Work to be completed:
In the records below, find the line with "background tree in this photo." and the line with "tire in this photo.". Print both exactly, along with every line between them, and no other line.

(Items listed in a dataset)
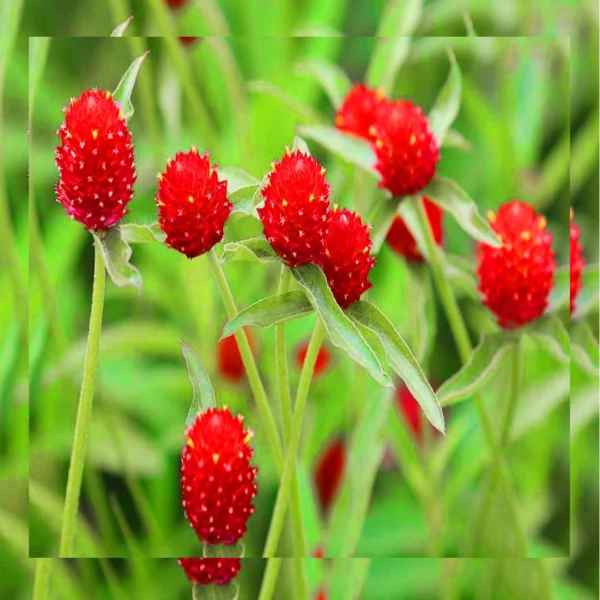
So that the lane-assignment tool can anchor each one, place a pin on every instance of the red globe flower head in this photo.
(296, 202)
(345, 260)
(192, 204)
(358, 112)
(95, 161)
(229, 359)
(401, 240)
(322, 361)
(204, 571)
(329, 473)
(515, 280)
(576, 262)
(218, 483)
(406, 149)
---
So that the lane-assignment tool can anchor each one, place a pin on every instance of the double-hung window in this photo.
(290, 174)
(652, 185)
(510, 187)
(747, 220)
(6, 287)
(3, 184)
==
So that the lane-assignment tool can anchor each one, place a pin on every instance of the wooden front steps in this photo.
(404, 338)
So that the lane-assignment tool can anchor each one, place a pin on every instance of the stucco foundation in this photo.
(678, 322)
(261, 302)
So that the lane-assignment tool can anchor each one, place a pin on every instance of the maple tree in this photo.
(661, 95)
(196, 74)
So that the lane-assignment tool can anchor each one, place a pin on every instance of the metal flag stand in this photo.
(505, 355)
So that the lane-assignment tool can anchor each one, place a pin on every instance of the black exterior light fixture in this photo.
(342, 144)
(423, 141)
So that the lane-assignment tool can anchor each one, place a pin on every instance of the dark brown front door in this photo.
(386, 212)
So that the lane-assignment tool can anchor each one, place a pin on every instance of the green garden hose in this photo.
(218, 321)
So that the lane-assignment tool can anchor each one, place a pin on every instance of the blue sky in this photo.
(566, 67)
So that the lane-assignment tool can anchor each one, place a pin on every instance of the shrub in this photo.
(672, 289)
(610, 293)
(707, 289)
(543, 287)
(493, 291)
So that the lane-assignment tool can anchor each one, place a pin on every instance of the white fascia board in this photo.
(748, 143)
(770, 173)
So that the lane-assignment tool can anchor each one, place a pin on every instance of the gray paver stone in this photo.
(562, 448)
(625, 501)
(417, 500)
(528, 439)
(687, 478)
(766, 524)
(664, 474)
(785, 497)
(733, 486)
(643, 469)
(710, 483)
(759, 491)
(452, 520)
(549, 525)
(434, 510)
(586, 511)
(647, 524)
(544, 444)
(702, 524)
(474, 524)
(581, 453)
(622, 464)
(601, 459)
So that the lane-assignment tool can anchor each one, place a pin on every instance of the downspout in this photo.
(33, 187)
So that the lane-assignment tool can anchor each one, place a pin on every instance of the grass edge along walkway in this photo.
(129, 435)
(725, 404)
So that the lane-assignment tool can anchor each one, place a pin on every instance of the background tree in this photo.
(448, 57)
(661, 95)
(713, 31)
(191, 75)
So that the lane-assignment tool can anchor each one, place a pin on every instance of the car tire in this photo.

Answer space:
So that the lane-assignment tool can anchor each one, place a pin on every instance of the background tree in this photo.
(448, 57)
(661, 95)
(713, 31)
(191, 75)
So that the lane-assignment tool can anchor each one, place a pin on every instance of the car tire in this photo.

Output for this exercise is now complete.